◆ **TASK OBJECTIVE**
Give every line of the items below as a numbered list, omitting blank lines.

◆ **DATASET ROWS**
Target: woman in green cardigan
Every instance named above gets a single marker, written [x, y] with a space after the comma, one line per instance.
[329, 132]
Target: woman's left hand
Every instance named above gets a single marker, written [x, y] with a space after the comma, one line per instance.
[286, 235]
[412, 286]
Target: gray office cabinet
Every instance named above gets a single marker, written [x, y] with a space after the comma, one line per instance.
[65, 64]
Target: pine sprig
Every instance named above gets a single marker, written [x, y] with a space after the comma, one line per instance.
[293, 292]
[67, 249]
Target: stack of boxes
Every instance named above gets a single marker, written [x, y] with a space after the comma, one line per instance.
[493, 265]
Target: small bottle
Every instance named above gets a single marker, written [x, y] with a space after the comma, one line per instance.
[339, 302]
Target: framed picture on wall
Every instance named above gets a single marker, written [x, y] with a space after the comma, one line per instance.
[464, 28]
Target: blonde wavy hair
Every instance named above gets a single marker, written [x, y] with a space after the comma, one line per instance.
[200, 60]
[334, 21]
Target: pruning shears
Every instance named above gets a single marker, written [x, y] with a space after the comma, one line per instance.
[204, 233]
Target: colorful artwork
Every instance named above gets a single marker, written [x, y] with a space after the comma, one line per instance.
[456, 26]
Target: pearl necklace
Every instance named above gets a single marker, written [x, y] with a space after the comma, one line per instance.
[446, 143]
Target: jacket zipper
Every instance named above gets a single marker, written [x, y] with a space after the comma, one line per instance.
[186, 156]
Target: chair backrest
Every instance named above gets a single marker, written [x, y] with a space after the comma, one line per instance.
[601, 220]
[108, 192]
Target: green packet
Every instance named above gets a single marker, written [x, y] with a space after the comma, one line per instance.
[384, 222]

◆ **TASK ANSWER**
1. Target: woman in green cardigan
2. Every instance named above gets a single marker, written [x, y] with a space after the comma, one line per instance.
3. [329, 132]
4. Target: woman's left hand
5. Every instance named above gets a single marker, written [x, y] with a space after the comma, one line per instance.
6. [286, 235]
7. [412, 286]
8. Target: gray office cabinet
9. Every instance named above gets a single marker, written [x, y] with a space after the comma, one line per instance.
10. [65, 64]
11. Target: pine sprig
12. Every instance named above gets a single marker, written [x, y] with a space after the comma, one line per instance.
13. [293, 292]
14. [67, 249]
15. Target: stack of boxes
16. Every instance named above gets a single marker, written [x, y] with a space after the comma, one line per instance.
17. [493, 265]
18. Target: small bottle
19. Every instance named above gets a single marker, written [x, y] with a space after the comma, one line per instance.
20. [339, 302]
21. Target: framed picture on wall
22. Every instance named above gets a single marker, written [x, y] with a space after the comma, one line per instance.
23. [464, 28]
24. Target: blonde wavy hair
25. Every instance named above gets a single marker, written [x, y] with a space after the comma, one line per instance.
26. [200, 60]
27. [334, 21]
28. Target: pruning shears
29. Every instance named above gets a single marker, written [x, y] with a space after the comma, one line per instance.
30. [204, 233]
31. Target: colorful artwork
32. Every instance named above gets a single marker, written [x, y] with a space after the comma, one line per instance.
33. [456, 26]
34. Target: pearl necklace
35. Every instance named above gets a single marker, written [x, y] with a space after the comma, one line per instance.
36. [446, 143]
37. Target: jacket zipper
38. Every instance named above gets a single marker, written [x, y] with a space after the comma, one line per instance.
39. [186, 156]
40. Target: chair backrest
41. Every instance named above gets a single marker, written [x, y] with a space after the comma, one line per instance.
42. [601, 220]
43. [108, 192]
44. Target: green packet
45. Every instance named above gets a single marker, written [x, y] with a space after the comma, one line per instance.
46. [384, 222]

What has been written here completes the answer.